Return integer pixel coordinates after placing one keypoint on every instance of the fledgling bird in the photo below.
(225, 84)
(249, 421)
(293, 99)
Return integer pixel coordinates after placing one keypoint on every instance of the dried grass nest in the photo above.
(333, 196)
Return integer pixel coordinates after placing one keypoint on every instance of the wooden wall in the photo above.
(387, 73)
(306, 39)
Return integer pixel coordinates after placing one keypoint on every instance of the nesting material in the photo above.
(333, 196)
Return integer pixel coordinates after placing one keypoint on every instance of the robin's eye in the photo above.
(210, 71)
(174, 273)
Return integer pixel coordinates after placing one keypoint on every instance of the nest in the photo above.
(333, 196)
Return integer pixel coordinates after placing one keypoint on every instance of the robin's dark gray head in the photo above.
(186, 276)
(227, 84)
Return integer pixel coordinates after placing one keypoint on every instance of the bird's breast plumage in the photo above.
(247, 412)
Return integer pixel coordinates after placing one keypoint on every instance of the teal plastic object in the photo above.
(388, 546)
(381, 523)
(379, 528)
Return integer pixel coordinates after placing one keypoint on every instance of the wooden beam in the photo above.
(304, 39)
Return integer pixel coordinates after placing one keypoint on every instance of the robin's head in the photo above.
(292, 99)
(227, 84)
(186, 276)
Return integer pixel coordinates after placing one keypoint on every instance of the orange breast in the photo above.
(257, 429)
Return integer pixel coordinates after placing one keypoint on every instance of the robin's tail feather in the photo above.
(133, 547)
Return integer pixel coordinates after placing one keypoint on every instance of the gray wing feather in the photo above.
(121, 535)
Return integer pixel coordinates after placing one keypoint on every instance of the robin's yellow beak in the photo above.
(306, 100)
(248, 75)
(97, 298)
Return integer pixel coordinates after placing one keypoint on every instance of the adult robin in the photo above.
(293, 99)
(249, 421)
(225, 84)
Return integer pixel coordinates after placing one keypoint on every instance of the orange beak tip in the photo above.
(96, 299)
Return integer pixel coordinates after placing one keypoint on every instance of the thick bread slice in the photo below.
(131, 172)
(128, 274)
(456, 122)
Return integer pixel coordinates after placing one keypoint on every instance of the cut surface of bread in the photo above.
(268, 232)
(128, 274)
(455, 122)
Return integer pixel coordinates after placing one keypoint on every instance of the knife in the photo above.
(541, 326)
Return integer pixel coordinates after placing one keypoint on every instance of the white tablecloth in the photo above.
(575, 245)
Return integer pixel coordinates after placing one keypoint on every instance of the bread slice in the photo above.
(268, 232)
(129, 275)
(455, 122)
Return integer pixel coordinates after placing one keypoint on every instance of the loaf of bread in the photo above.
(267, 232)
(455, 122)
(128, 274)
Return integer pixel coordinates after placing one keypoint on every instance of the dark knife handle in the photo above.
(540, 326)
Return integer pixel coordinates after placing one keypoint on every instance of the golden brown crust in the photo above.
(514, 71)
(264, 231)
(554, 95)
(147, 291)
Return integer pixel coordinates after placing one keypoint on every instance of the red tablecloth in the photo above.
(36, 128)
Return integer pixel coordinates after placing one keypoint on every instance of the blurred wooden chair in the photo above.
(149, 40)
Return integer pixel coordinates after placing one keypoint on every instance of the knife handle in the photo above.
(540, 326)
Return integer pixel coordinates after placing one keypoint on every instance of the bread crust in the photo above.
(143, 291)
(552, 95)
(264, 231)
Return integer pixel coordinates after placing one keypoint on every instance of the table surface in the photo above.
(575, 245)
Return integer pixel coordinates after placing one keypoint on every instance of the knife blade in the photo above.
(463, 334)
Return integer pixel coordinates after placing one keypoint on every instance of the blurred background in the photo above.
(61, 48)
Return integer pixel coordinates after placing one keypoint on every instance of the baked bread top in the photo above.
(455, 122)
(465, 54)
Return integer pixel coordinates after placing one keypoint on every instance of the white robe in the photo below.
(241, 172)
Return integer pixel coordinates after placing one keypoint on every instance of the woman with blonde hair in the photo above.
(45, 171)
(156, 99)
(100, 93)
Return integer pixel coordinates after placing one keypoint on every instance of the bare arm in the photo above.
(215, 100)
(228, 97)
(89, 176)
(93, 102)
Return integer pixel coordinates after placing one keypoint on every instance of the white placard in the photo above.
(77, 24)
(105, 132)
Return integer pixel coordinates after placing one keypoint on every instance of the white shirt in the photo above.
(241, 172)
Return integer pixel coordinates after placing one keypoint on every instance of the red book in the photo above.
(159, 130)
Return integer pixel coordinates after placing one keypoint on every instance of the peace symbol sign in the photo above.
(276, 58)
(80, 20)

Task description — Repeat every line of the data, exactly and in full.

Response for this exercise —
Return integer pixel coordinates after placing one keypoint on every instance of the fledgling bird in the photo below.
(225, 84)
(249, 421)
(293, 99)
Return integer pixel coordinates after placing one keypoint on every instance of the dried grass nest in the photo above.
(333, 196)
Return integer pixel coordinates after placing one keypoint on every instance of the wooden wall in the photo above.
(387, 73)
(306, 39)
Return integer pixel coordinates after placing one keypoint on every instance of the nesting material in the photo above.
(333, 196)
Return integer pixel coordinates after placing one keypoint on every instance of the robin's eye in the photo above.
(210, 71)
(174, 273)
Return integer pixel coordinates after placing one keypoint on every instance of the nest in the photo above.
(333, 196)
Return integer pixel coordinates after placing one keypoint on every instance of the robin's dark gray head in the photo above.
(186, 276)
(227, 84)
Return integer pixel coordinates after placing one keypoint on every instance of the bird's breast plumage in the photo above.
(247, 412)
Return integer pixel coordinates after placing one keypoint on every instance of the teal plastic object in the photo above.
(388, 546)
(381, 523)
(379, 528)
Return integer pixel coordinates after placing one keypoint on every instance of the wooden beam in the photo above.
(304, 39)
Return integer pixel coordinates after placing one keypoint on every instance of the robin's head in the photo above.
(292, 99)
(227, 84)
(186, 276)
Return integer pixel coordinates after placing one keypoint on every instance of the orange breast in the photo above.
(257, 429)
Return integer pixel coordinates after placing one keypoint on every instance of the robin's tail feather in the photo above.
(133, 547)
Return integer pixel coordinates after placing one keypoint on every instance of the gray wing feather in the photo above.
(121, 535)
Return integer pixel coordinates after placing one keypoint on every instance of the robin's yellow beak in the photo above.
(306, 100)
(248, 75)
(97, 298)
Return integer pixel coordinates after placing one keypoint on every instance of the adult robin in the photo above.
(293, 99)
(249, 421)
(225, 84)
Return integer pixel coordinates after placing one keypoint on every instance of the orange beak tip in the photo above.
(96, 299)
Return integer pixel coordinates after placing one keypoint on every instance of the thick bread slice in the photo below.
(131, 172)
(128, 274)
(456, 122)
Return integer pixel coordinates after placing one keypoint on every instance of the cut surface of bread in the photo above.
(268, 232)
(128, 274)
(455, 122)
Return integer pixel coordinates after placing one keypoint on every instance of the knife in the photo above.
(541, 326)
Return integer pixel coordinates after placing one keypoint on every instance of the white tablecloth in the photo above.
(575, 245)
Return integer pixel coordinates after placing one keypoint on every instance of the bread slice in the photo above.
(268, 232)
(129, 275)
(455, 122)
Return integer pixel coordinates after placing one keypoint on every instance of the loaf of bread in the photo above.
(267, 232)
(455, 122)
(128, 274)
Return integer pixel coordinates after placing one keypoint on every instance of the dark knife handle in the photo above.
(540, 326)
Return integer pixel coordinates after placing one keypoint on every instance of the golden brown crust in the photo above.
(514, 71)
(264, 231)
(554, 95)
(147, 291)
Return integer pixel coordinates after placing one keypoint on every instance of the red tablecloth in the photo above.
(36, 128)
Return integer pixel coordinates after placing one keypoint on every instance of the blurred wooden chair in the photo above.
(149, 40)
Return integer pixel coordinates after placing one keypoint on every instance of the knife handle in the photo above.
(540, 326)
Return integer pixel coordinates after placing one keypoint on every instance of the bread crust in the photo above.
(143, 291)
(552, 95)
(264, 231)
Return integer pixel coordinates after placing one keypoint on every instance of the table surface in the photo above.
(575, 245)
Return integer pixel coordinates after placing one keypoint on every instance of the knife blade in the photo above.
(463, 334)
Return integer pixel coordinates after placing one keypoint on every instance of the blurred background in the photo above.
(61, 48)
Return integer pixel coordinates after placing one keypoint on every instance of the baked bread top in the photo above.
(455, 122)
(465, 54)
Return integer pixel coordinates after placing one keypoint on every instance of the white robe in the photo below.
(241, 172)
Return integer pixel coordinates after placing one keypoint on every instance of the woman with blonde hair in the photo above.
(45, 171)
(156, 99)
(100, 93)
Return integer pixel coordinates after placing one keypoint on every instance of the bare arm in the photo above.
(215, 100)
(228, 97)
(89, 176)
(93, 102)
Return integer pixel coordinates after placing one keypoint on every instance of the white placard in the photo above.
(77, 24)
(105, 132)
Return integer pixel coordinates after placing one keypoint on every instance of the white shirt in the photo above.
(241, 172)
Return integer pixel coordinates after placing one keypoint on every instance of the red book in the photo above.
(159, 130)
Return integer pixel coordinates after placing one keypoint on every instance of the peace symbol sign in the photo above.
(276, 58)
(80, 20)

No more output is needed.